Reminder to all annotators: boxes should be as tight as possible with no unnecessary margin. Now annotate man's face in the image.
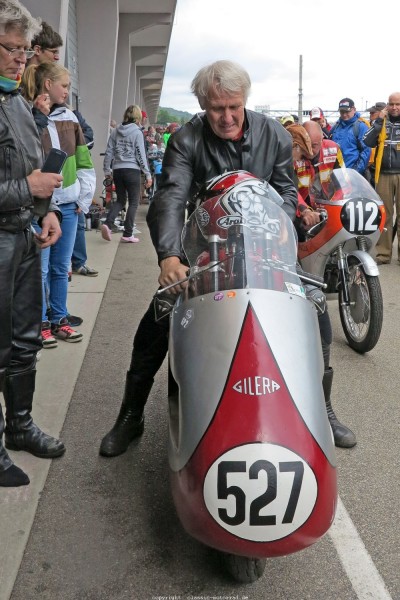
[309,133,323,158]
[387,94,400,117]
[33,45,60,63]
[0,29,29,80]
[203,88,245,140]
[339,107,356,121]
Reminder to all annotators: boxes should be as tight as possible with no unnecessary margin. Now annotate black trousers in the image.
[0,226,42,386]
[106,168,141,238]
[127,298,169,382]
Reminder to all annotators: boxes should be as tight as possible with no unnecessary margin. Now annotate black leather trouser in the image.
[127,297,170,383]
[0,226,42,384]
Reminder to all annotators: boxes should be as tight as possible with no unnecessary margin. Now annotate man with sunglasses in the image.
[0,0,66,488]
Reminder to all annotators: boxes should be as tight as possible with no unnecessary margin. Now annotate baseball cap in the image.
[338,98,355,112]
[310,107,324,120]
[366,102,386,113]
[280,115,295,127]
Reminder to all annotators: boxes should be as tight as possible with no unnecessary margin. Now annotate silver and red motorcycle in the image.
[298,168,385,353]
[166,171,337,584]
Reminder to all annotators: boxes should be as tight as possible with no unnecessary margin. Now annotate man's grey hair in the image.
[0,0,41,41]
[191,60,251,109]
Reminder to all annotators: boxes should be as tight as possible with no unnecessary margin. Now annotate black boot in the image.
[3,370,65,458]
[0,403,29,487]
[323,368,357,448]
[99,371,153,457]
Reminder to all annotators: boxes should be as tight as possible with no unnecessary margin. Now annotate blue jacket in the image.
[330,112,371,174]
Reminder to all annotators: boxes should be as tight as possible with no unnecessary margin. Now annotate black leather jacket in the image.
[0,91,56,232]
[147,109,298,262]
[363,115,400,174]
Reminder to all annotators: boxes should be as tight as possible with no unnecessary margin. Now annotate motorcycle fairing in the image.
[169,291,337,557]
[299,168,385,264]
[168,288,335,473]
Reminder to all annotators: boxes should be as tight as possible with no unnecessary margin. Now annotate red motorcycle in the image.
[298,168,385,353]
[166,171,337,583]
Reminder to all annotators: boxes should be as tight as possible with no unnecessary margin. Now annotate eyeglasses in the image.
[0,42,35,59]
[42,47,60,56]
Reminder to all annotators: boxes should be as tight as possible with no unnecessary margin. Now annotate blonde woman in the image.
[102,105,152,243]
[22,62,96,344]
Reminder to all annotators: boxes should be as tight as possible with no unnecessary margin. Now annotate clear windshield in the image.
[310,167,382,204]
[181,180,303,299]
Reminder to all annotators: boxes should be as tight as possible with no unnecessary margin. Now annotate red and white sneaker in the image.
[41,321,58,348]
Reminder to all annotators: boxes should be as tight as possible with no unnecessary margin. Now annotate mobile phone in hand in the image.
[34,148,67,218]
[41,148,67,173]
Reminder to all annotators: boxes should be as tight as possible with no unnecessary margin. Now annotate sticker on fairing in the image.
[180,309,194,329]
[285,282,306,298]
[203,443,317,541]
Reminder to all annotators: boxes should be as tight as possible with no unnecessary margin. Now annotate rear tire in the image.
[222,553,266,583]
[338,258,383,353]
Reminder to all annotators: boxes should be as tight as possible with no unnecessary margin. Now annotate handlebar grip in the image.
[296,266,325,286]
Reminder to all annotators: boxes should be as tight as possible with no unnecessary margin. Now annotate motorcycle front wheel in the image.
[338,257,383,353]
[221,552,266,583]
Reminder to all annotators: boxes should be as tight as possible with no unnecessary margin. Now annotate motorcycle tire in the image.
[338,258,383,354]
[221,552,266,583]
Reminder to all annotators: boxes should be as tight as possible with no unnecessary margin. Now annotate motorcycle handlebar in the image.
[296,266,327,289]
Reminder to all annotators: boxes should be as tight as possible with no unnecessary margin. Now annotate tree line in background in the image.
[156,107,193,126]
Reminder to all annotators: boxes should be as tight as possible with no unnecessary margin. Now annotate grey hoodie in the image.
[103,122,151,178]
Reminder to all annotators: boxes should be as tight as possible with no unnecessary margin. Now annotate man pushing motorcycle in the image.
[99,60,356,458]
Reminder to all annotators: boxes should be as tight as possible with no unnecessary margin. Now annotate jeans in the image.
[40,203,78,323]
[71,211,87,270]
[106,168,141,237]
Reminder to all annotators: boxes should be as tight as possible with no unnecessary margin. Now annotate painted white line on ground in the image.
[329,497,393,600]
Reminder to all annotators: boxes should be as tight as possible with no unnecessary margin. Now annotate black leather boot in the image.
[0,403,29,487]
[323,367,356,448]
[99,371,153,457]
[3,370,65,458]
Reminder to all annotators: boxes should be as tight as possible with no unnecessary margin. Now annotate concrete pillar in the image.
[76,0,119,200]
[127,46,166,111]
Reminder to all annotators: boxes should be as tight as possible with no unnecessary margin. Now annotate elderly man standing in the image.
[0,0,66,487]
[364,93,400,264]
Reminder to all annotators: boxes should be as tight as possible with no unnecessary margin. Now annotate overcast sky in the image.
[160,0,394,117]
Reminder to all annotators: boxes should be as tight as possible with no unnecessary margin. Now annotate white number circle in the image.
[203,443,318,542]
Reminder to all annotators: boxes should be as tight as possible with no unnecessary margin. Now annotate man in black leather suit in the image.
[99,60,302,457]
[0,0,66,487]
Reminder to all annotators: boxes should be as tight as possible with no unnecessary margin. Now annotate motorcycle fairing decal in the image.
[284,282,306,298]
[203,442,317,542]
[340,198,382,235]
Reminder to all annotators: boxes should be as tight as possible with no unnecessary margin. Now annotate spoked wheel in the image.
[338,257,383,353]
[222,552,266,583]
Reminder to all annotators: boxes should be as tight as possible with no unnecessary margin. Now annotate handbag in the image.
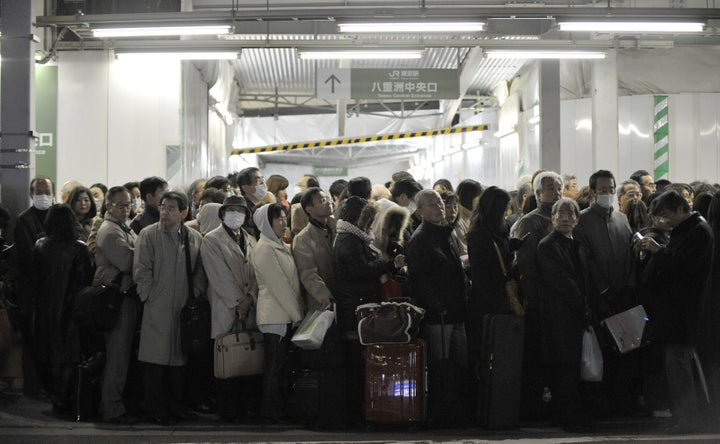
[601,305,650,354]
[213,318,265,379]
[291,304,335,350]
[580,326,604,382]
[355,301,425,345]
[73,272,125,332]
[180,228,211,354]
[492,241,525,316]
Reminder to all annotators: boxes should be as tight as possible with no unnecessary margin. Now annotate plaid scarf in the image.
[336,219,383,257]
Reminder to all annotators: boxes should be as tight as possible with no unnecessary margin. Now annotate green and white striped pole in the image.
[653,95,669,180]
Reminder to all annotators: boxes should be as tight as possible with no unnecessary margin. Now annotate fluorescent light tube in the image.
[94,25,231,38]
[485,50,606,59]
[297,49,423,60]
[115,52,238,61]
[558,22,704,33]
[339,22,484,33]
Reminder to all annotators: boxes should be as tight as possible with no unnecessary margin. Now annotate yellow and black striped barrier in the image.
[230,124,489,156]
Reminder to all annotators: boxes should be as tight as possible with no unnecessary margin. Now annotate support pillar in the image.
[591,49,619,174]
[538,60,561,172]
[1,0,36,242]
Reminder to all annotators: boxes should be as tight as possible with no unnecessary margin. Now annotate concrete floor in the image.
[2,386,720,444]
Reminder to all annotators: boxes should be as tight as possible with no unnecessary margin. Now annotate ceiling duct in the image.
[486,18,556,37]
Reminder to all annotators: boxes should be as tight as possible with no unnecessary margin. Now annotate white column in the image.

•••••

### Work request:
Return the complete material exactly as it appears, without images.

### Reply:
Reminder to all annotators: boxes should be as tight as possible with no unnecessary margin. Now annotate man's face in the image.
[309,133,323,158]
[387,94,400,117]
[33,45,60,63]
[0,29,29,80]
[203,88,245,140]
[339,107,356,121]
Reminder to all annotators: boxes should be as tight as possible with no unnecessary margin. Now annotate black trousers in the image.
[0,226,42,386]
[106,168,141,238]
[127,298,169,382]
Reminder to all annotators: boxes should be as tight as possible with no unnecessary margin. Now annotate black leather trouser in the image.
[127,297,170,383]
[0,226,42,384]
Reminder to all annotators: boxes should be as tight as possible with no unnecessary margin. Now annotate man with sunglasses in the image.
[0,0,66,488]
Reminder to all annotators: boxes should be as tight as possible with no unnecessary margin. Now annotate baseball cap in the image.
[338,98,355,112]
[310,107,324,120]
[366,102,386,113]
[280,115,295,127]
Reminder to all annotators: boxes should be as tight as possible with no unnecessary margin. Now annotate silver and red motorcycle in the image.
[298,168,385,353]
[166,171,337,584]
Reminder to all annotators: boxes should be as tight as possible with no unnecessary margin. Now annotate man's grey hair in the image.
[0,0,41,41]
[191,60,251,109]
Reminder to all annotators: boxes should be as tight as possible with no unnecessary margin. Now annotate black boot in the image.
[3,370,65,458]
[0,403,29,487]
[323,368,357,448]
[99,371,153,457]
Reminder to all annotators: boxes should be as tight as possible with no unnecessary margin. Now annotate blue jacket in the image.
[330,112,371,174]
Reminder to all annotators: boxes should be as tight as possible with no unnecessary margin. Now annotate black leather jacket in the image.
[0,91,56,232]
[147,109,298,262]
[363,115,400,174]
Reminder to all annotators: boxes should be as tight as possible with no unnecessary margin. Now annotate motorcycle fairing in the image.
[169,291,337,557]
[299,168,385,264]
[168,288,335,473]
Reminder to all annotators: boxes should be as tight as possible with no unnecessary margin. Now annotate red motorcycle in the image.
[298,168,385,353]
[166,171,337,583]
Reminder to all annotators: boxes should be as tight as possible with no unnecessary margin. Now annotate eyeglasses in the image.
[0,42,35,59]
[42,47,60,56]
Reminder to all annotators: boxes should be as tight as possible with no unnecessary margin. Now annotate blonde woman in the image.
[102,105,152,243]
[22,62,96,344]
Reminder to all annotators: boxes should be as tight as possible with no unnecessary margin. Now annotate clear windshield in the image.
[310,167,382,204]
[181,180,303,299]
Reminder to all annotators: boxes should be as tight as possible with no unnecessary margin. Now annotate red and white sneaker in the image.
[41,321,58,348]
Reminder to all annotators: boxes should be as tight as possible with no unnecessary margin. Now annotate mobile phone in hand in the image.
[34,148,67,218]
[41,148,67,173]
Reminder to all annotators: boxes should be as tight as possible with no unnecessary margin. Now annotate sticker on fairing in the image.
[180,309,194,329]
[285,282,306,298]
[203,443,317,541]
Reminder to all annotators: boxes should be as tight as possible with no unnecessary margin. Now annotate rear tire in the image.
[222,553,266,583]
[338,258,383,353]
Reminder to all annotators: boxes should be as tight as possible with no unnecessary margin. Now annotate handlebar grip in the image.
[296,266,325,286]
Reminder to all annotators: boxes should be as tight as possible with no unnecessary margin. Now annotate motorcycle front wheel in the image.
[338,257,383,353]
[221,552,266,583]
Reminder to all annotators: boxes should be as tight as possible with no unnecessary margin. Now annotate motorcycle tire in the image.
[338,258,383,354]
[221,552,266,583]
Reminder to all annotators: boxes should be as tight as possible with no unnecessary margin. Now annotate motorcycle handlebar in the image.
[296,266,327,289]
Reminder to all annotators: boxes should be as tight as possible with no unnecessary margin. Now annotate tree line in background in the image.
[156,107,193,126]
Reminder to all annotators: boxes should be as tight as possible with no unnecessary margin. Now annotate grey hoodie in the image.
[103,122,151,178]
Reminder to all annotators: boxes should be as tight as possible with no unnecessary margin. Now annotate man pushing motorcycle in the image.
[99,60,356,458]
Reminder to all annotators: boxes should be as tight as possible with no unnecessary margin. Now annotate jeans in the image.
[40,203,78,323]
[71,211,87,270]
[106,168,141,237]
Reminder to all annotators: boxes should be as tight as possible with no unnecessary margin. Now annotate painted white line on ground in the image.
[329,497,393,600]
Reminder to all annotators: boxes should be as tight as possible with no unnecessary margin. Now annotate black leather boot in the image.
[0,403,29,487]
[323,367,356,448]
[99,371,153,457]
[3,370,65,458]
Reminder to all annotators: boxes should be as tight as possible with no unnecessary margin. Now annotate concrete pillar in the image.
[76,0,119,200]
[127,46,166,111]
Reminder to all annotators: boxes should be as tight as possible with no unnecessary margin. Now annotate elderly man standing in the image.
[0,0,66,487]
[364,93,400,264]
Reminder to all annotators: boxes should be as tight as possible with no unnecessary margin. Now annotate overcast sky in the image.
[160,0,394,117]
Reminder to all annotators: boxes should be as tight as possible with no unnecessary margin. Now annotate white number circle in the image.
[203,443,318,542]
Reminder to all annotators: boxes should be as tight as possible with no unnecessary margin. Now annotate man in black leather suit in the image.
[99,60,302,457]
[0,0,66,487]
Reminder to all annotators: boxes should be as tight as possible with no unnecessary margin. Now annotate motorcycle fairing decal in the image.
[284,282,306,298]
[203,442,317,542]
[340,198,382,235]
Reminder to all annotators: boxes should be as tight as possible with no unnecessary margin. Now annotate spoked wheel in the image.
[338,257,383,353]
[222,552,266,583]
Reminder to all annotators: boxes should be as tight as possible with no unnecessary margin. Now annotate handbag in the image.
[601,305,650,354]
[213,318,265,379]
[291,304,335,350]
[580,326,604,382]
[355,301,425,345]
[73,272,125,332]
[180,228,211,354]
[492,241,525,316]
Reminder to all annotators: boxes should be as tight as possible with no unnecessary margin. Now annotate plaid scarf in the image.
[336,219,383,257]
Reminder to all annotators: boxes should be as tight as possible with no unnecessary margin. Now annotate green and white striped pole in the image.
[653,95,669,180]
Reminder to all annotators: boxes should be as tight as possible with no unnecessary margin. Now annotate fluorescent light tube in the image.
[94,25,231,38]
[485,50,606,59]
[297,49,423,60]
[115,52,238,61]
[558,22,704,33]
[339,22,484,33]
Reminder to all annotators: boxes should be as tight as possible with no unnecessary margin. Now annotate yellow and black striped barrier in the image.
[230,124,489,156]
Reminder to all annotators: boxes should be as tight as possible with no unnecessary margin. Now annotate support pillar in the image.
[591,49,619,174]
[538,60,561,172]
[1,0,36,242]
Reminder to all annotators: boxes should be as tight as possible with no unnecessary margin. Now annotate concrete floor in the image.
[2,386,720,444]
Reminder to all annotators: boxes should be as tight as possible with no unnecessary margin. Now annotate ceiling duct in the image.
[486,18,556,37]
Reminder to all annotators: boxes should be as tight as possible with no unnecessary margin. Now annotate white column in the image.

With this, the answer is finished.